**Supplied text**
☆ ☆ ☆

Apache Kafka is an open-source, distributed event-streaming platform, or message queuing system. Kafka provides real-time data analysis that runs on servers and clients, either locally or in the cloud, on Linux, Windows, or Mac platforms. Kafka’s messages are persisted on disk and replicated within the cluster to prevent data loss.
Some typical Kafka use cases are stream processing, log aggregation, data ingestion to Spark or Hadoop, error recovery, etc.
One of the main differences between Kafka and other Pub/Sub providers is that Kafka maintains a persistent event store and allows consumers to re-read events
There are four main components:
- The Producer – The client apps that write their Events, or Topics, to the Kafka queue.
- The Topic – Topics are the Events that Kafka stores. They are multi-producer, multi-subscriber (Consumer), decoupled, and can have any number of subscribers or none at all.
- The Broker – Each Broker is a Kafka server that organizes and sequentially stores incoming Events by Topic and stores them on disk in Segmented Partitions.
- Consumer – The apps that subscribe to Kafka Topics.
A Kafka cluster is made of one or more servers, called Brokers. Topics live in one or more Partitions on one or more Brokers.
As Producers write events to the Topic queues, the Brokers store the message in Segments within their Partitions according to Topic ID. Kafka always writes Event messages into any Partition configured for that Topic ID, on any Broker. Because the save is spread across all Brokers that service that Topic ID and the data is written non-sequentially into Segments within those Partitions, there is no single Broker or Partition that contains the full, sequential list of Events for that Topic. Each Partition only holds a subset of Event records in its Segments.

☆ ☆ ☆

**Data section**
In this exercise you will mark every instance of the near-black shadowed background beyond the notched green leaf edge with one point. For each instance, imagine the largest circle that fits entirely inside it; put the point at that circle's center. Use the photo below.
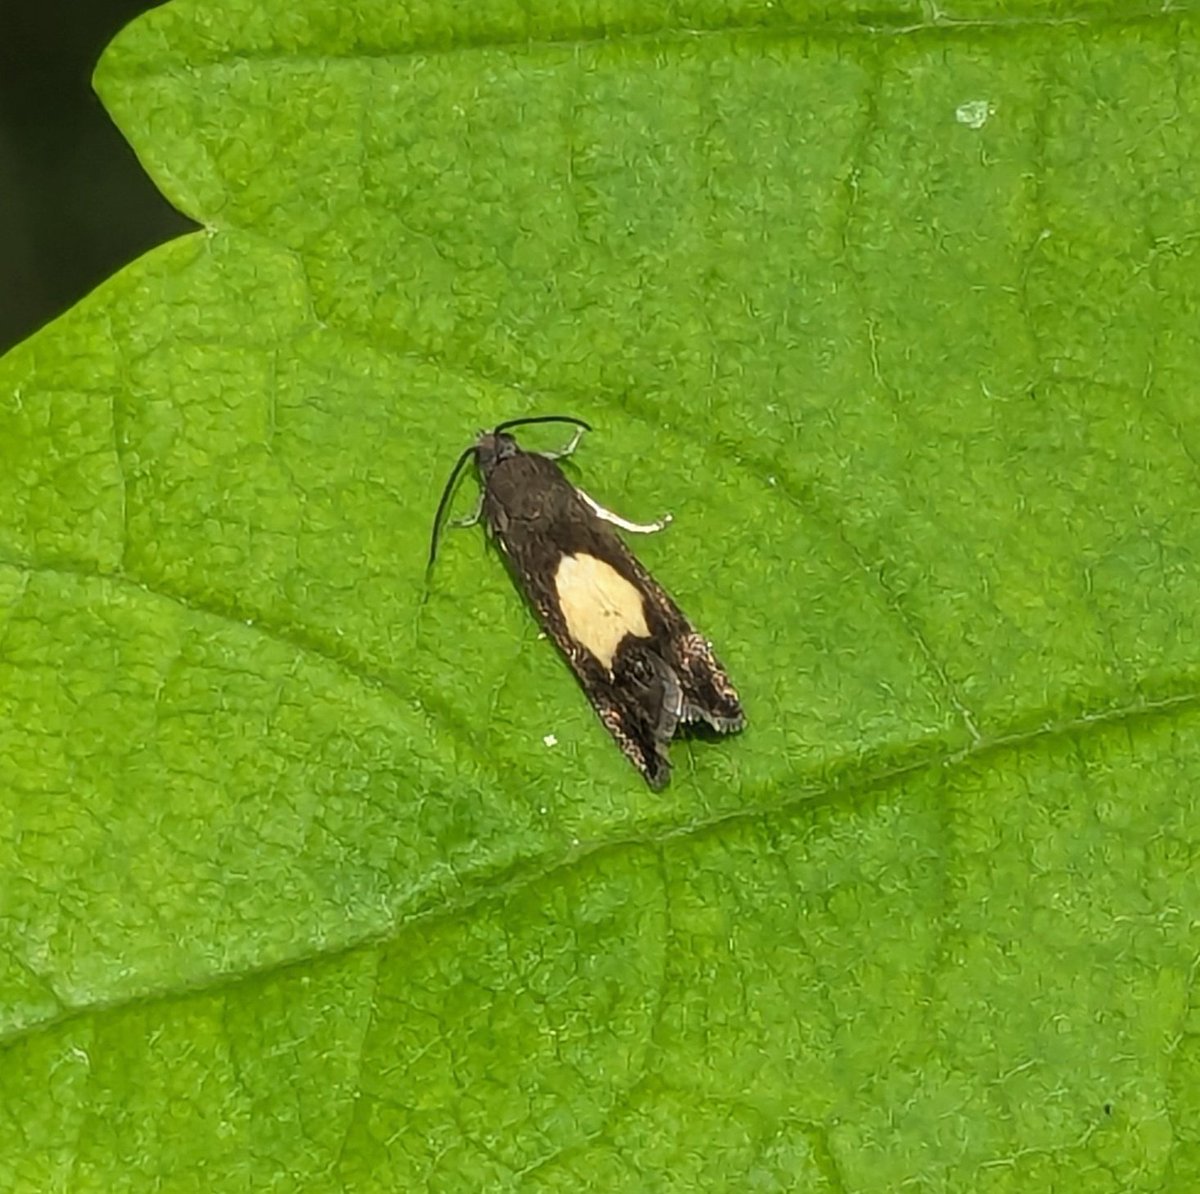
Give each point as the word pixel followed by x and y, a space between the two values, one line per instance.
pixel 75 205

☆ ☆ ☆

After the lines, write the next part of the Apache Kafka overview, starting after its last sentence.

**Answer**
Producers are client applications writing Topics to the Kafka Cluster.
Brokers receive event streams from Producers and store them sequentially by Topic ID in one or more Partitions across one or more Brokers. Each Broker can handle many Partitions in its storage. All received messages are stored with an Offset ID.
For example, when receiving three events on a given Broker having three partitions, the Broker could store those Events to Partitions in this order 2, 1, and 3, while another Broker in the cluster could store them to 3, 2, and1. Because the writes to Partitions within Brokers are ad hoc, the individual Segments in any one Partition do not contain a sequential string of events. However, on retrieval, Kafka provides those records in their correct order by using their Broker-assigned Offset ID.
Additionally, you can configure the Event retention as suitable for the application.
Kafka organizes events by Topic and may store a Topic in multiple Partitions on multiple Brokers. This provides reliability and also enhances performance by avoiding the I/O bottlenecks that using a single Broker might entail, by spreading the store action across multiple computers.Topics are assigned Topic IDs.
Consumers are apps that read Topic information from Kafka queues. Consumers automatically retrieve new messages as they arrive in the queue.
- I/O Performance – Non-sequentially writing Event records to multiple Brokers/Partitions avoids I/O bottlenecks that could occur if they were written sequentially into a single Partition.
- Scalability – Kafka scales horizontally by increasing the number of Brokers in the cluster.
- Data Redundancy – You can configure Kafka to write each event to multiple brokers.
- High-Concurrency, low-latency, high-throughput
- Message Broker Capabilities
- Batch Handling Capability (providing ETL-like functionality)
- Persistent by default
Advantages of Apache Kafka
Real-time data analysis provides faster insights into your data allowing faster response times. For example, to make predictions about what should be stocked, promoted, or pulled from the shelves, based on the most up-to-date information possible.
Even on very large systems, Kafka operates very quickly. You can stream all data in real time to make decisions based on current information, rather than waiting until the data has been obtained, aggregated, and analyzed, which is the case for many companies with large datasets.
Kafka is written in Java, so it is easier to learn.
Use Cases for Kafka
Kafka is used for:
- Stream processing
- Website activity tracking
- Metrics collection and monitoring
- Log aggregation
- Real-time analytics
- Common Extensibility Platform support (CEP)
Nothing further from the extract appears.